### GOAL
Set down the material once more, exactly as it appears.

### LISTED RECORDS

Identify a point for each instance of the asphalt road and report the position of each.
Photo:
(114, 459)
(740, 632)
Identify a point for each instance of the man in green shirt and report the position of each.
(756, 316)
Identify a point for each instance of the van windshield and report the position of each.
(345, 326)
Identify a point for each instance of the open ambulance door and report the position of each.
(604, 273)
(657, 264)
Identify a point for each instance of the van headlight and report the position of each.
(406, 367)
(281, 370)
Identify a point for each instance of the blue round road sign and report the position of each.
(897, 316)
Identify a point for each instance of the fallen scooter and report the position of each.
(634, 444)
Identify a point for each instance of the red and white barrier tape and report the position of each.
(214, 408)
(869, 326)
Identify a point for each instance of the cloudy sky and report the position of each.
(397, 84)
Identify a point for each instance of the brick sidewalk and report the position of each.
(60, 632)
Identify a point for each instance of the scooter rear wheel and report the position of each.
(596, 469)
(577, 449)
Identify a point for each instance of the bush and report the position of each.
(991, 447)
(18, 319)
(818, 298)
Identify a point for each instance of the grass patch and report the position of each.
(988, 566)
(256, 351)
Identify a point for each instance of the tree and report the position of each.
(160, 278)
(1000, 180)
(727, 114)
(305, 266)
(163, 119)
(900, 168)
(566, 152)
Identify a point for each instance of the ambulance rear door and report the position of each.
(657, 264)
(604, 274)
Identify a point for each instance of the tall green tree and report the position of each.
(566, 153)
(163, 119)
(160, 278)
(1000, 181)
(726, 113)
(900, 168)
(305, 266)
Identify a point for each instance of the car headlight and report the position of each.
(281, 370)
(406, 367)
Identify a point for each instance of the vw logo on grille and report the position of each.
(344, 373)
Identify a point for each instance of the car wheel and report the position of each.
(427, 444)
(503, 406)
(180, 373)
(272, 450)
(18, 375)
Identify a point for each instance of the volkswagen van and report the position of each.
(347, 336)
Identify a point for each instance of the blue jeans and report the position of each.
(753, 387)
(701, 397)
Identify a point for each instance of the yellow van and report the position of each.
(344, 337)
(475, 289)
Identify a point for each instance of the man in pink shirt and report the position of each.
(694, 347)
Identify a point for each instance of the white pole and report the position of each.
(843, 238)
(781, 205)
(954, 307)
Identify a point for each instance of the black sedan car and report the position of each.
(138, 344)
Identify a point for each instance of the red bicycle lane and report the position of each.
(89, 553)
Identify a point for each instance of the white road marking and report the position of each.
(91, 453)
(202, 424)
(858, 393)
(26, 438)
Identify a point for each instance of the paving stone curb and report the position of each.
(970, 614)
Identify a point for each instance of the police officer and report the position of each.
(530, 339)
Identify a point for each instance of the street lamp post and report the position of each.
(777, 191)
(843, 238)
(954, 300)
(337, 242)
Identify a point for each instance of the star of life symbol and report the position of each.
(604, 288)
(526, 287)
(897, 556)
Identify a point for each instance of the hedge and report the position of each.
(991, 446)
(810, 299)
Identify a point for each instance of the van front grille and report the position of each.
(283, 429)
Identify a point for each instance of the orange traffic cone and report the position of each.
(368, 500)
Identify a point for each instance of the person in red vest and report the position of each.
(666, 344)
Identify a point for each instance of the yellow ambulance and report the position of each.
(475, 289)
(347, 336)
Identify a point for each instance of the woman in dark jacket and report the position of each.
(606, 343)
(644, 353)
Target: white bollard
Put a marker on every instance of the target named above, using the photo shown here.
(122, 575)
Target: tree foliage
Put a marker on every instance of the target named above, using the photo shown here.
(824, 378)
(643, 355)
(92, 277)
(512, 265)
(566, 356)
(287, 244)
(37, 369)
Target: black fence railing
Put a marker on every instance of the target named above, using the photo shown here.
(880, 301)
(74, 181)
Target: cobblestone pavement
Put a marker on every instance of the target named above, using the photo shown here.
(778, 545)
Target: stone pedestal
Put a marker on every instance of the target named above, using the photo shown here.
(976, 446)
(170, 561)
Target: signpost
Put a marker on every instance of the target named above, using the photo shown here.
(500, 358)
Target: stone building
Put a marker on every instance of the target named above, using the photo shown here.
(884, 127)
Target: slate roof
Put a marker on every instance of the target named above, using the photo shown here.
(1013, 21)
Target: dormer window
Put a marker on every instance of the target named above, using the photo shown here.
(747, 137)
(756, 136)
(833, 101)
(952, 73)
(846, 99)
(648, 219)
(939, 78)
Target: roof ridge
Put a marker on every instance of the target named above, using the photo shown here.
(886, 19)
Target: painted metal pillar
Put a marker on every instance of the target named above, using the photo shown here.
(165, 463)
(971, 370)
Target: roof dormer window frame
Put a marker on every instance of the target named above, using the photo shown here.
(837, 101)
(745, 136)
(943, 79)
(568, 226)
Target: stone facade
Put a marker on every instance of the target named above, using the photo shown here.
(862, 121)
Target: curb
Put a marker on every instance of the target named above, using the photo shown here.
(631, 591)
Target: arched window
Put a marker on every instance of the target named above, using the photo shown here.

### WRITTEN SOLUTION
Identify a point for each instance of the asphalt road and report the position of each.
Photo:
(114, 459)
(740, 632)
Identify a point for each instance of the man in green shirt and report the position of each.
(756, 316)
Identify a point for each instance of the van windshield and report the position of each.
(345, 326)
Identify a point for each instance of the open ambulance door and report the position of each.
(604, 273)
(657, 264)
Identify a point for each instance of the van headlight and report the position of each.
(406, 367)
(281, 370)
Identify a point for each instance of the blue round road sign and report the position of each.
(897, 316)
Identify a point for each instance of the fallen scooter and report the position of each.
(634, 444)
Identify a point for each instance of the red and white barrier tape and report the position of each.
(214, 408)
(869, 326)
Identify a point for each instance of the cloudy sky and report the position of each.
(397, 84)
Identify a point for each instance of the brick sidewalk and report the position of each.
(60, 632)
Identify a point for each instance of the scooter rear wheel and report the position of each.
(596, 469)
(577, 449)
Identify a point for each instance of the bush and report the position of each.
(991, 447)
(18, 319)
(818, 298)
Identify a point for each instance of the grass patch and report the position of each.
(988, 566)
(256, 351)
Identify a point for each instance of the tree and report the position of each.
(160, 278)
(1000, 180)
(727, 114)
(305, 266)
(163, 119)
(900, 168)
(566, 152)
Identify a point for each instance of the ambulance rear door and report the position of each.
(657, 264)
(604, 274)
Identify a point for each instance of the tall green tree and report the position of each.
(566, 153)
(163, 119)
(160, 278)
(1000, 181)
(726, 113)
(900, 168)
(305, 266)
Identify a point for each instance of the car headlight and report the position of each.
(281, 370)
(406, 367)
Identify a point for each instance of the vw logo on grille and report the position of each.
(344, 373)
Identify a point for each instance of the car wheel and report the position of each.
(427, 444)
(503, 406)
(180, 373)
(272, 450)
(18, 375)
Identify a point for each instance of the volkswagen van and report the position of each.
(347, 336)
Identify a point for each instance of the blue jeans and report the position of each.
(753, 387)
(701, 397)
Identify a point for each instance of the yellow van and report the position of each.
(344, 337)
(475, 289)
Identify a point for each instance of the man in pink shirt and report the position of each.
(694, 347)
Identify a point for each instance of the white pole and report the position of each.
(843, 238)
(781, 205)
(954, 307)
Identify a point for each instance of the black sedan car and report the position of each.
(138, 344)
Identify a point for each instance of the red bicycle lane and report the position of each.
(89, 553)
Identify a point for each instance of the white road marking and report the position of each.
(91, 453)
(202, 424)
(858, 393)
(26, 438)
Identify a point for each instance of the paving stone curb and report the position of each.
(970, 614)
Identify a point for each instance of the police officer and report the position of each.
(530, 339)
Identify a point for each instance of the street lamp post and report the position of each.
(777, 191)
(843, 238)
(954, 300)
(337, 242)
Identify a point for each instance of the star of life symbol and report the position of each.
(604, 288)
(526, 287)
(897, 556)
Identify a point for each instance of the hedge and report the position of each.
(991, 446)
(810, 299)
Identify a point for each instance of the van front grille and report the position of each.
(283, 429)
Identify a point for each instance of the orange traffic cone and report the position of each.
(368, 500)
Identify a point for each instance of the person in red vest and report the position of each.
(666, 344)
Identify a point for each instance of the yellow ambulance and report the position of each.
(475, 289)
(347, 336)
Identify a point for each instance of the woman in dark jacket and report the position of each.
(606, 343)
(644, 353)
Target: white bollard
Put a marker on every instance of the target named above, using the photo shown here.
(122, 575)
Target: tree foliage
Put a marker on every instance of the target named above, using the photo shown here.
(824, 378)
(643, 355)
(92, 277)
(512, 265)
(566, 356)
(287, 244)
(37, 369)
Target: black fence railing
Put a marker on every instance of the target named above, using the photo shown here.
(880, 301)
(74, 181)
Target: cobblestone pavement
Put a marker on every instance of the target named above, using the photo shown here.
(778, 545)
Target: stone pedestal
Put a marker on every instance of the target named above, using the photo shown here.
(976, 446)
(170, 561)
Target: signpost
Put a marker on every instance of the target named above, using the photo shown here.
(500, 358)
Target: stone building
Put a marker on every instance of the target named above, using the photo shown here.
(884, 127)
Target: slate roof
Put a marker on every instance of the target named above, using the photo shown here.
(1013, 21)
Target: dormer window
Put a marker on every instance of the target named above, using the photo shown here.
(747, 137)
(756, 136)
(833, 101)
(952, 73)
(846, 99)
(648, 219)
(939, 78)
Target: roof ridge
Put a marker on every instance of the target named above, using the photo shown here.
(886, 19)
Target: painted metal pillar
Put a marker on every instance of the target named above, using the photo shown here.
(165, 463)
(971, 370)
Target: roof dormer window frame
Put a marker on every instance of the target named above, using the photo shown here.
(837, 101)
(745, 136)
(943, 79)
(568, 226)
Target: stone facade
Put a marker on every instance of the target named above, using the photo shown here.
(862, 121)
Target: curb
Put a marker on every instance of the target named above, using the photo shown here.
(631, 591)
Target: arched window
Put a marker on every instance of the target named above, using the photo shown here.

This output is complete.